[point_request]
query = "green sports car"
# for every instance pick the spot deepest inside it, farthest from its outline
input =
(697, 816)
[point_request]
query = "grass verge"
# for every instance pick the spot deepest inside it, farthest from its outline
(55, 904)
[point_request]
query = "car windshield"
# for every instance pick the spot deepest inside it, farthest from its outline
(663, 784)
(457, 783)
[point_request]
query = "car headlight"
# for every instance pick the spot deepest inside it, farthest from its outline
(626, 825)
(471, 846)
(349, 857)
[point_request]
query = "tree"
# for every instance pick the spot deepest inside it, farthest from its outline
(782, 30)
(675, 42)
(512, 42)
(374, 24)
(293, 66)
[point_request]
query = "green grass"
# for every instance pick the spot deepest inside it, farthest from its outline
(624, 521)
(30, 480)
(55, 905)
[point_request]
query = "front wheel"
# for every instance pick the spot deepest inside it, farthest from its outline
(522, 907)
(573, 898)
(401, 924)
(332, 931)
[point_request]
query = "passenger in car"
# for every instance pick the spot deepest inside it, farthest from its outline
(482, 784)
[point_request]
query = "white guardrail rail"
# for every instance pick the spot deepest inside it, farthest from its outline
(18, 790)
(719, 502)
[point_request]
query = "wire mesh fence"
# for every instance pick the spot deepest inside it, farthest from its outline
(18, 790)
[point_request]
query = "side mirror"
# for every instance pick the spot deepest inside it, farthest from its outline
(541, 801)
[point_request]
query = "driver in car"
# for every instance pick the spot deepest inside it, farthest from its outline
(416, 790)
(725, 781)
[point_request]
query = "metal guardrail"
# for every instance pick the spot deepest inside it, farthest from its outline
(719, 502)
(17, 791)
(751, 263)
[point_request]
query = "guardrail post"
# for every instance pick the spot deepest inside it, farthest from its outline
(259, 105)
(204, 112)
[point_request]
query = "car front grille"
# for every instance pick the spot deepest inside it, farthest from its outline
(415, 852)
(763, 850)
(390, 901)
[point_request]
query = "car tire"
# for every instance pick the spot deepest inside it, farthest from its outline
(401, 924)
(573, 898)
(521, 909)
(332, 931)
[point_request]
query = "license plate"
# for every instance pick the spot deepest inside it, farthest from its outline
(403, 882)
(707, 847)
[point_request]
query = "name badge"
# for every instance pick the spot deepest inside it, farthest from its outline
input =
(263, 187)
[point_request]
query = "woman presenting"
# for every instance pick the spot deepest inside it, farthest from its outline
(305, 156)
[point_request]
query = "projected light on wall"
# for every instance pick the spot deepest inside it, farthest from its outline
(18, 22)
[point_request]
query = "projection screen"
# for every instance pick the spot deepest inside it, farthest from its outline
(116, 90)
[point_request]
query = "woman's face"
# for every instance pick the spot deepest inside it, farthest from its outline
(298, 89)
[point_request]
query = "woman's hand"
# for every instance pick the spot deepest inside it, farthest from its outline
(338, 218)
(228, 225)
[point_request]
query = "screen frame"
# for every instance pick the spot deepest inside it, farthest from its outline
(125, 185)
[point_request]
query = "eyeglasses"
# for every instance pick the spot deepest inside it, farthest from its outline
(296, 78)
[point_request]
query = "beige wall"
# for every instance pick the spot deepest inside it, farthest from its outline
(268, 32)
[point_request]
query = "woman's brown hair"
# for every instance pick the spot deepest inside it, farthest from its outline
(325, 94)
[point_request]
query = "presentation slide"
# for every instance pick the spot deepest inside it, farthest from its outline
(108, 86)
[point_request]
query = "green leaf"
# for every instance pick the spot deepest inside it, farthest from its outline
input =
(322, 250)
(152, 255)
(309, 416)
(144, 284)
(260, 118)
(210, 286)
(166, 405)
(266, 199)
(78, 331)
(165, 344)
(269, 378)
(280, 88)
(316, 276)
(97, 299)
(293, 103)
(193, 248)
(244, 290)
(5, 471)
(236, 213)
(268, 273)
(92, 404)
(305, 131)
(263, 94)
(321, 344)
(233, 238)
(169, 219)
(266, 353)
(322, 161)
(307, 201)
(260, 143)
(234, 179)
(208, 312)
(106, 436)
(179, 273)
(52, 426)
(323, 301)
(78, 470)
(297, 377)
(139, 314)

#### [Written task]
Retype the entries one by one, exactly.

#### [Result of this exercise]
[point_request]
query = "green sports car"
# for every instance pick the spot deepest inside it, farthest from its outline
input =
(697, 816)
[point_request]
query = "grass verge"
# for every instance pick the spot deepest inside it, farthest from its outline
(55, 904)
[point_request]
query = "car windshield"
# for every instance pick the spot deepest inside it, farthest from its outline
(663, 784)
(457, 783)
[point_request]
query = "car headlight"
# for every instance pick the spot deepest inside it, farthest from its outline
(626, 825)
(471, 846)
(349, 857)
[point_request]
query = "tree"
# for every instance pick the spot deepest inside it, farthest from its outline
(782, 30)
(675, 42)
(512, 42)
(374, 24)
(293, 66)
[point_request]
query = "green grass"
# for every instance pick the spot deepest inside it, farthest from its outline
(624, 521)
(30, 480)
(55, 905)
[point_request]
query = "front wheel"
# for every instance pick the spot deepest inside it, farthest from its outline
(522, 907)
(573, 898)
(401, 924)
(332, 931)
[point_request]
query = "passenger in car"
# for every instance pick the spot deepest inside it, farthest from its outline
(482, 784)
[point_request]
query = "white guardrail rail"
# for every instance pick the spot deepest inside it, farthest from its outline
(18, 790)
(719, 502)
[point_request]
query = "wire mesh fence"
# for every instance pick the spot deepest inside it, farthest from its outline
(18, 790)
[point_request]
query = "side mirror"
# for every instance pick the spot deepest inside it, farthest from its outline
(541, 801)
[point_request]
query = "driver in car"
# for every instance pick the spot deepest inside it, farthest from its outline
(416, 790)
(725, 781)
[point_request]
query = "metal guardrail"
# for every instance pick the spot deepest inside it, farthest from its outline
(719, 502)
(17, 791)
(751, 263)
[point_request]
query = "guardrail post"
# for every instance pick the spot deepest inside it, farthest from its outline
(259, 105)
(204, 112)
[point_request]
query = "car front grille"
# for every instance pick the spot deepest inside it, farthest from its outline
(415, 852)
(763, 850)
(390, 901)
[point_request]
query = "car tire"
# for every instance pick the spot deepest inside it, farthest from its outline
(401, 924)
(573, 898)
(521, 909)
(332, 931)
[point_request]
query = "license plate"
# for every instance pick the spot deepest inside it, farthest from its outline
(403, 882)
(707, 847)
[point_request]
query = "name badge"
# for every instance pick the spot deepest inside it, farthest from its outline
input =
(263, 187)
[point_request]
query = "woman presenting"
# for every instance pick the spot deepest inside it, farthest from its outline
(305, 156)
[point_request]
query = "projected light on wall"
# for every instance pick the spot deepest inside it, farthest from its outline
(18, 22)
[point_request]
query = "projection screen"
# for every instance pick the spot deepest inside it, farthest from its outline
(116, 90)
[point_request]
query = "woman's face"
# for every instance pick the spot deepest inside it, farthest from its outline
(298, 89)
[point_request]
query = "woman's hand"
# for every instance pick the spot deepest inside it, farthest from its outline
(338, 218)
(228, 225)
[point_request]
query = "screen frame"
# for every instance pick the spot deepest inside it, farthest from its outline
(125, 185)
[point_request]
query = "eyeglasses"
# for every instance pick the spot deepest inside it, farthest from its outline
(296, 78)
[point_request]
query = "beige wall"
# for every instance pick the spot deepest inside it, farthest from its outline
(268, 32)
[point_request]
query = "woman's brown hair"
# for every instance pick the spot deepest inside it, farthest from its outline
(325, 94)
[point_request]
query = "presentation slide"
# for every instance pick the spot deepest inside it, farthest from its outline
(108, 86)
[point_request]
query = "green leaf"
# for every instance pick the spot deepest inside it, farthest from its outline
input =
(322, 250)
(152, 255)
(309, 416)
(144, 284)
(260, 118)
(210, 286)
(166, 405)
(266, 199)
(78, 331)
(165, 344)
(269, 378)
(280, 88)
(316, 276)
(97, 299)
(293, 103)
(193, 248)
(244, 290)
(5, 471)
(236, 213)
(268, 273)
(92, 404)
(305, 131)
(263, 94)
(321, 344)
(233, 238)
(169, 219)
(266, 353)
(322, 161)
(307, 201)
(260, 143)
(234, 179)
(208, 312)
(106, 436)
(179, 273)
(52, 426)
(323, 301)
(78, 470)
(297, 377)
(139, 314)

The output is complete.